WORK REQUIRED — Edit the records from the line with "Circle any adidas" to the line with "160, 580, 245]]" by changing "stripe on sleeve" to "logo on sleeve", with everything else unchanged. Return only those lines.

§

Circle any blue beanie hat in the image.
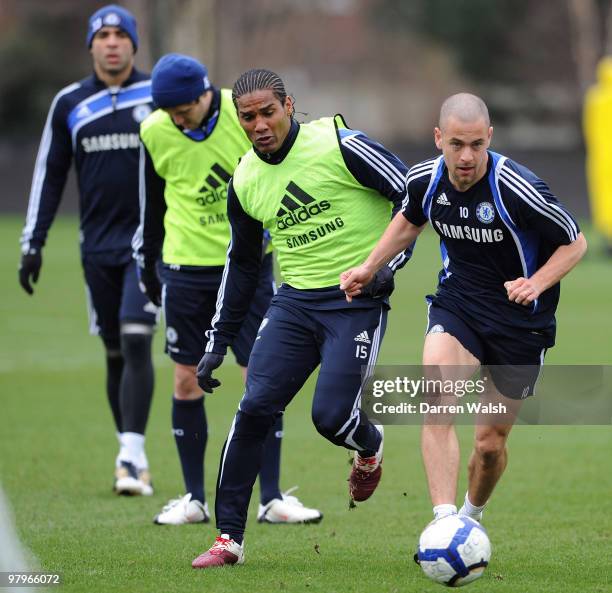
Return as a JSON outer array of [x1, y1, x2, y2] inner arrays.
[[151, 54, 212, 107], [87, 4, 138, 51]]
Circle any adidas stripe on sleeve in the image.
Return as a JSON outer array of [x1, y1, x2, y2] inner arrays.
[[340, 130, 408, 214], [402, 159, 436, 226], [499, 160, 580, 245]]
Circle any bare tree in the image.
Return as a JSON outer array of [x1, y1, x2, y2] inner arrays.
[[567, 0, 602, 93]]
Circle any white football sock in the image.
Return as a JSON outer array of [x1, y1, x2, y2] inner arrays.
[[119, 432, 147, 469], [434, 504, 457, 519], [459, 492, 487, 521]]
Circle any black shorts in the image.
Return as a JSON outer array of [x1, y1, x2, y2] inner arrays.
[[162, 255, 275, 367], [426, 304, 550, 399], [82, 255, 157, 348]]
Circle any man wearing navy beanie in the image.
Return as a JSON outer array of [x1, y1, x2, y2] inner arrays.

§

FULL OUTPUT —
Circle any adidas logo on sleeve in the image.
Return as a JSON outer array of [x1, y1, x2, y2] inner arrays.
[[340, 130, 408, 214], [402, 159, 436, 226], [499, 160, 580, 245]]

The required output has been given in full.